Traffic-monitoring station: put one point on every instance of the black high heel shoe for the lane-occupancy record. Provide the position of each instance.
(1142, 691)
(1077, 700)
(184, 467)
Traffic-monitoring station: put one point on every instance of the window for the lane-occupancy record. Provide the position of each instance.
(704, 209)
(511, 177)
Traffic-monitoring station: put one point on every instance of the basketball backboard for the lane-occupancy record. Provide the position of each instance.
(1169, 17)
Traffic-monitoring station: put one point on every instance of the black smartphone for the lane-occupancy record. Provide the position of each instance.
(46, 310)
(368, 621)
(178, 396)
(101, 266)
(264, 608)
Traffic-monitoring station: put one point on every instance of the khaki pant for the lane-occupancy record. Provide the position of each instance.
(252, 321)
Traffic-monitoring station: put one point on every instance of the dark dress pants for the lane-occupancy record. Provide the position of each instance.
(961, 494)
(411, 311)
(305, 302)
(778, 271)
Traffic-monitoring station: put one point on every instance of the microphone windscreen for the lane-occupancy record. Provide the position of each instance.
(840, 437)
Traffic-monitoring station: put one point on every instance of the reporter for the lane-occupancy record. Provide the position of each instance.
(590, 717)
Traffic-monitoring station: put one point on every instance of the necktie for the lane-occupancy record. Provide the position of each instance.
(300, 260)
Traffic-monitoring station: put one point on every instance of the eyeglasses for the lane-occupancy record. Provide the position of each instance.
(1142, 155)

#### Stated task
Give the listing, from the line containing "of the eyeglasses" through the end of the listing, as a two-column CSV with the headers instruction and location. Put each instruction and its coordinates in one row, quote every field, and replace line breaks with spaces.

#### Worked solution
instruction,location
"Traffic-monitoring station: put one point on every instance of the eyeglasses for the lane-occupancy record. Provide the position of each instance.","(1142, 155)"